▶ [EXTRACTED TEXT]:
Introduction
When running workloads across multiple VMs attached to the same Crusoe Shared Disk, you may observe that one VM experiences significantly higher CPU iowait and I/O pressure stall (PSI) compared to its peers — even when all nodes are running identical workloads against the same volume.
This asymmetric behavior is caused by a hardware offload failure on the hypervisor hosting the affected VM. Shared disk traffic on Crusoe VMs is routed through a software-defined networking layer on the hypervisor before reaching the storage backend. Under certain conditions, traffic for a specific VM can get stranded in the hypervisor's software processing path rather than being handled directly by the NIC hardware. When this happens, every storage operation on the affected VM incurs significantly higher per-operation latency compared to peers whose traffic is taking the hardware fast path — which manifests as elevated iowait and PSI on that node alone.
Critically, this is a hypervisor-level condition scoped to a single VM. It does not indicate a problem with the shared disk itself, the storage backend, or the NFS client configuration inside the VM. Peer VMs on different hypervisors are unaffected.
Prerequisites
- Crusoe Shared Disk Mounted on One or More VMs
Symptoms
- One VM in a multi-node cluster shows sustained high CPU iowait and/or memory PSI spikes while peer VMs on the same shared disk are clean.
- NFS client configuration (
nfsstat -m,vastnfs-ctl status) is identical between the affected and healthy VMs.
Instructions
Step 1: Confirm the Issue Is Isolated to a Single VM
Compare CPU iowait and PSI metrics across all VMs in your cluster. If the elevated I/O pressure is limited to a single node while peers on the same shared disk are healthy, this pattern is consistent with a per-VM hardware offload failure.
Run the following on both the affected VM and a healthy peer and compare output:
nfsstat -m vastnfs-ctl status
If mount options and driver status are identical between nodes, client-side misconfiguration is not the cause.
Step 2: Contact Crusoe Support
Open a support ticket and provide the following:
- The affected VM name and ID.
- The name and ID of the shared disk.

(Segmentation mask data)
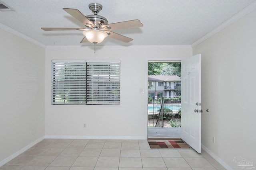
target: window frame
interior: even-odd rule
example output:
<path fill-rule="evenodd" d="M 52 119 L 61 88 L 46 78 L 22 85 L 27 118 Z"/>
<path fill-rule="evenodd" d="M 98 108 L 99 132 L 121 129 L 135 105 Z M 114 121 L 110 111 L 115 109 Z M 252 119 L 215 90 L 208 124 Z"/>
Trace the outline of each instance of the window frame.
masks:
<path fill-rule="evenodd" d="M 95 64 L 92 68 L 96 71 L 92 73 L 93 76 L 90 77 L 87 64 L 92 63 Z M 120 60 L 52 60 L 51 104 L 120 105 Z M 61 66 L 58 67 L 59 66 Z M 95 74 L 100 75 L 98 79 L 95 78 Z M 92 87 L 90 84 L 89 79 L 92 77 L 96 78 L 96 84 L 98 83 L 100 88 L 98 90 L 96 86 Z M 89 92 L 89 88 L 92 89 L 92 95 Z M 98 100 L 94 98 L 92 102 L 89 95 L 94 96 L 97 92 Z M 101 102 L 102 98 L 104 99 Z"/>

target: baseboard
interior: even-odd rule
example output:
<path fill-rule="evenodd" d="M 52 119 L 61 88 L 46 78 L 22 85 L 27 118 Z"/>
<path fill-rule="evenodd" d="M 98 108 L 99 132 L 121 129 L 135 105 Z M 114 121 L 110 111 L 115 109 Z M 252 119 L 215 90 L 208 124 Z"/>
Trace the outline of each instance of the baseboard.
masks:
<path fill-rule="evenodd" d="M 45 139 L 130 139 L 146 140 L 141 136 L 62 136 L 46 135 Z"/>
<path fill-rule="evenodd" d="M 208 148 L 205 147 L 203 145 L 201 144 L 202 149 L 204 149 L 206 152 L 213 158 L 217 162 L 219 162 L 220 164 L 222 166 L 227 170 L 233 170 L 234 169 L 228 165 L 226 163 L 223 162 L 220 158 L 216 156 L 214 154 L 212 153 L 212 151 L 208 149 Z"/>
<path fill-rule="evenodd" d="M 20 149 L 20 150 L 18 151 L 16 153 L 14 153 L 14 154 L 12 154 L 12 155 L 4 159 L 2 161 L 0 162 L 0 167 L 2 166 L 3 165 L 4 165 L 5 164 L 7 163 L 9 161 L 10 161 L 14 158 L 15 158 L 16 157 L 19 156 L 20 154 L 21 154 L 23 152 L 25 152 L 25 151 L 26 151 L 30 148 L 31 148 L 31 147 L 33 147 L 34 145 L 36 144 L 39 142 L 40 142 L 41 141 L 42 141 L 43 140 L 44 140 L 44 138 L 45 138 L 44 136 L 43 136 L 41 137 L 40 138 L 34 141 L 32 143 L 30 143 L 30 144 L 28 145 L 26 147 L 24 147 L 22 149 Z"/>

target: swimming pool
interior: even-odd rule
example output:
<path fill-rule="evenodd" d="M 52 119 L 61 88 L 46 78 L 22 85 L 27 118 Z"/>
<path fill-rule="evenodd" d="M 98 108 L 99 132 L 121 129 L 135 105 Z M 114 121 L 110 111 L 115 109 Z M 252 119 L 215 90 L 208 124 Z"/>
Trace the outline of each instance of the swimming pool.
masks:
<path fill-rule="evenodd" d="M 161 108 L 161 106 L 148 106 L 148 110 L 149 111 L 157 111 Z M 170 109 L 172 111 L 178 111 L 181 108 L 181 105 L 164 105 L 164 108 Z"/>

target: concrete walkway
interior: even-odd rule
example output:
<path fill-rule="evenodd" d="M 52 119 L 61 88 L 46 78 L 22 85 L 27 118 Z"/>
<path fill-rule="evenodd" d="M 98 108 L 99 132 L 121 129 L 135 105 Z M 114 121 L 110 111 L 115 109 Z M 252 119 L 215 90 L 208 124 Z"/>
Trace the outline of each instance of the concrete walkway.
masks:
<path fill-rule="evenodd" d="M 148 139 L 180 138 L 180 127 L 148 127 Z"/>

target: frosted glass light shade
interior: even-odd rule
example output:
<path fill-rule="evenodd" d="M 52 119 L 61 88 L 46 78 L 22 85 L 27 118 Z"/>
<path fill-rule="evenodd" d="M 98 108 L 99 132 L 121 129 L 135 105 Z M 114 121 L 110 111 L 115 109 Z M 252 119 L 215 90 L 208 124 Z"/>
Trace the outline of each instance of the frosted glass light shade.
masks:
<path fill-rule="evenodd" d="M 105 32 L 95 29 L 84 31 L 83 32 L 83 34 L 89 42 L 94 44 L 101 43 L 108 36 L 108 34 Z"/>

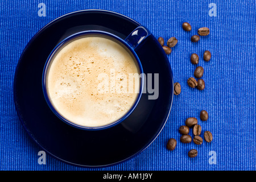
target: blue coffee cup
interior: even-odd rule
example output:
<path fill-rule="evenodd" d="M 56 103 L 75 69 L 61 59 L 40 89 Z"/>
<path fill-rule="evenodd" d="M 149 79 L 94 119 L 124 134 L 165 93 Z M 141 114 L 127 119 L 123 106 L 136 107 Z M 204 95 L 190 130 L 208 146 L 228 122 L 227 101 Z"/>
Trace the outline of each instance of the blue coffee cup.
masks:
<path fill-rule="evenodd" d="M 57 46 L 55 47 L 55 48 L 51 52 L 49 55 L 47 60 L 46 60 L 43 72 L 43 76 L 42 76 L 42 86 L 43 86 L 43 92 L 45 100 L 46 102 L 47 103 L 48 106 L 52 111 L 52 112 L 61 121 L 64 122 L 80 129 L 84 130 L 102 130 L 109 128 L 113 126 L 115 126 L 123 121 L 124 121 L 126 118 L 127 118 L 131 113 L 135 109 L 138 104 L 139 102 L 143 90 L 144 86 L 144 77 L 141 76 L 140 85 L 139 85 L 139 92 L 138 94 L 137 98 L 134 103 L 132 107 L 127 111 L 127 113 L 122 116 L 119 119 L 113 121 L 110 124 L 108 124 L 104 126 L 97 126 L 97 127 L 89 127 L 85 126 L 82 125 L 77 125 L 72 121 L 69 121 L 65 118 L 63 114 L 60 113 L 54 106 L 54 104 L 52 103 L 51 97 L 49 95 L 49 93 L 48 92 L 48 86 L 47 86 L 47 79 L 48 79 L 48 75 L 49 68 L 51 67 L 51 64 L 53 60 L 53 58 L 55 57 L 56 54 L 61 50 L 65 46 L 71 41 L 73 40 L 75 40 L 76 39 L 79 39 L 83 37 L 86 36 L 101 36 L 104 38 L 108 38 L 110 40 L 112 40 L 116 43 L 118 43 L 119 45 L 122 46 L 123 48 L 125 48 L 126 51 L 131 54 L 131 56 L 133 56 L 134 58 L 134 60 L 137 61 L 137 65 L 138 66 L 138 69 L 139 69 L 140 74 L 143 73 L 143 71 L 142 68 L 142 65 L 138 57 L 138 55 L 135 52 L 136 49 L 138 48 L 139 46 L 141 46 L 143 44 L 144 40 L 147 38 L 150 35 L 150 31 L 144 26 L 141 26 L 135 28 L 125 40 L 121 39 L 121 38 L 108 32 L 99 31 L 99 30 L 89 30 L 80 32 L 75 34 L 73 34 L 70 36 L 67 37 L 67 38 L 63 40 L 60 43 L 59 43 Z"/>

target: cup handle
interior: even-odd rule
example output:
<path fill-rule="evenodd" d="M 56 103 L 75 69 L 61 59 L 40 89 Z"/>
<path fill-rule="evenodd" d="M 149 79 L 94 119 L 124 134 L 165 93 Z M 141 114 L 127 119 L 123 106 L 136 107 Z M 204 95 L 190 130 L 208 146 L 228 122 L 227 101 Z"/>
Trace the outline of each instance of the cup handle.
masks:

▶ [WHAT THIS EXERCISE ASKS]:
a - According to the shared disk troubleshooting article above, which three things does the hypervisor-level condition not indicate a problem with?
b - Resume the shared disk troubleshooting article above from its last line.

▶ [ANSWER SECTION]:
a -
- The shared disk itself
- The storage backend
- The NFS client configuration inside the VM

b -
- Output of
nfsstat -mandvastnfs-ctl statusfrom both the affected VM and a healthy peer. - Grafana screenshots or timestamps showing the I/O pressure anomaly if available.
The mitigation requires a networking-level change applied by Crusoe's engineering team and cannot be self-served.
Step 3: Mitigation Applied by Crusoe
Crusoe support will apply a networking-level configuration change to the affected VM's traffic path. No disruption to the VM's workload or network connectivity is expected during the change.
⚠️ Warning: If your VM has a dynamic public IP, this change is not persistent across VM restarts. If the VM is restarted and the issue returns, contact Crusoe support to reapply the mitigation. The change is scoped to the internal networking path used for shared disk traffic and does not affect your VM's public IP or general network connectivity.
Resolution
Crusoe VMs use NIC hardware offloading to accelerate network traffic — under normal conditions, flows are installed directly into the NIC hardware and handled without CPU involvement. A bug in the hypervisor SDN stack can cause a specific VM's shared disk traffic to miss the hardware fast path and fall back to software processing, introducing latency on every storage operation. The networking change applied by Crusoe support reduces the complexity of that VM's traffic path, restoring it to the hardware fast path.
Crusoe engineering is working toward a permanent fix that will eliminate the need for this manual mitigation entirely.